• WHAT YOU NEED TO DO: From the very first line of the data to the line containing "Target: starry sky", retype everything exactly, leaving the pictures behind.

────────────────────

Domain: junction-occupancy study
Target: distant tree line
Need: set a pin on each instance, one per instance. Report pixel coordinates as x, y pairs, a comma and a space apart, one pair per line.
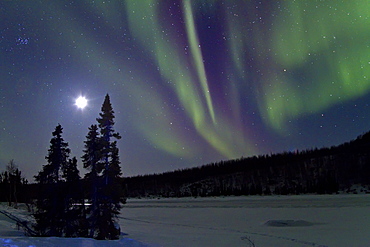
67, 206
13, 186
325, 170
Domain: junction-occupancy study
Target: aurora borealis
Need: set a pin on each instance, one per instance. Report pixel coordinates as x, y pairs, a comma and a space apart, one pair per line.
191, 82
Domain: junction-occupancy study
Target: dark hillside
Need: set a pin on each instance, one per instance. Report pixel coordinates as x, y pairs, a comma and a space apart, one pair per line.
325, 170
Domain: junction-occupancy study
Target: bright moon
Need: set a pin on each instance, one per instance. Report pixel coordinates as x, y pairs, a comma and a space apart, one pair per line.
81, 102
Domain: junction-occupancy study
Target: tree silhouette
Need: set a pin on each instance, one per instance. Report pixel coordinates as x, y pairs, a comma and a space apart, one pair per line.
51, 204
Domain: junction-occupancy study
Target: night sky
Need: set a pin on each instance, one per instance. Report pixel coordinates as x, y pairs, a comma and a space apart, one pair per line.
191, 82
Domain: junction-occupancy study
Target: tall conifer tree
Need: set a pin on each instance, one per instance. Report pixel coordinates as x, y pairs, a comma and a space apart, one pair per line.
50, 204
112, 194
92, 161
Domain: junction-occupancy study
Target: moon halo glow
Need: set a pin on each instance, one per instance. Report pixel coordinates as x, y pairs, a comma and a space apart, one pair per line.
81, 102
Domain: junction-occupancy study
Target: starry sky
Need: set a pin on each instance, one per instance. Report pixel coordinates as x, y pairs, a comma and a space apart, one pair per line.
191, 82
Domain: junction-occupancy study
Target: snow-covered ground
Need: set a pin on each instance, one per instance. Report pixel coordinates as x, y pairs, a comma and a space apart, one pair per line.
305, 220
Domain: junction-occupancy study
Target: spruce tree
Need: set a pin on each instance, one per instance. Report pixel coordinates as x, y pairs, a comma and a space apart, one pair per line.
51, 211
74, 205
92, 161
111, 178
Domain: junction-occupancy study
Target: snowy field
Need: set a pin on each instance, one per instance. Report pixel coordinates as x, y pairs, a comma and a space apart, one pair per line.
305, 220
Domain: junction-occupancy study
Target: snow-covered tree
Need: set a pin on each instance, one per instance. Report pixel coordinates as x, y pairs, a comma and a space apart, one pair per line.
112, 196
51, 205
91, 161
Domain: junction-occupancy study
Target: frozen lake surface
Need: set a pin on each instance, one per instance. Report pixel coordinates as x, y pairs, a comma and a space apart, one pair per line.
304, 220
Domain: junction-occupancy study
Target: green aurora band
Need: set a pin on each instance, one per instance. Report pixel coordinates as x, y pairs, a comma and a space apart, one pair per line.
313, 55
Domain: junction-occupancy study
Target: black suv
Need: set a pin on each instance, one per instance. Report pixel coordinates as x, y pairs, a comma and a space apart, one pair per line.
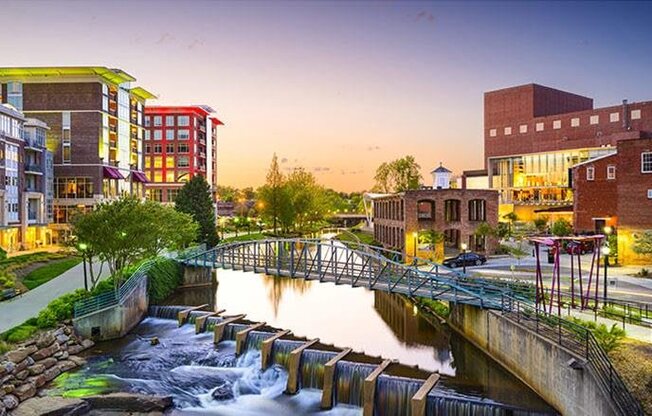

────────────────────

• RESPONSE TO THE TASK:
Domain: junction-occupancy study
Target: distant tree line
Need: set a pin on each instance, one per instance. Report pixel coordinates as x, y pairs, a comma and a space apart, one pair per line.
67, 206
13, 186
325, 170
Domain: junction-occupancy study
Target: aurora borealis
Need: set a pin on each instance, one per instance. Report pixel coordinates as x, y pairs, a comma and a space apart, one pair per line.
191, 82
Domain: junction-occupancy study
Target: dark hillside
Need: set a pin on each instance, one per instance. Report pixel coordinates as x, y pairs, a comma and a space apart, one pair per line.
325, 170
Domain: junction-occupancy study
Target: bright moon
Need: set a pin on each instance, one per instance. Report pixel coordinates as x, y pairs, a comma and a space apart, one pair per line.
81, 102
Domain: junction-occupancy study
Target: tree silhouette
Need: set a pin on each instance, one per instance. Report pixel coordinates as x, y pairs, a comma and a space apart, one pair per line.
51, 204
Domain: junction-occupancy study
Target: night sky
Need: set a pin on each instance, one per instance. Report pixel coordinates as x, y pairs, a comma and a space apart, one pair per line.
191, 82
Domain: junction-occupancy study
Target: tall conifer tree
Need: set a pin on each instance, one per instance. Report pixel coordinates as x, y pairs, a comma and a space apart, one pair per line.
50, 204
112, 194
92, 161
Domain: junction-occupancy study
Target: moon halo glow
Need: set a pin on each instance, one per instance. Report pixel coordinates as x, y pairs, a comma and a space apart, one pair per line.
81, 102
Domain: junction-occupancy study
Target: starry sky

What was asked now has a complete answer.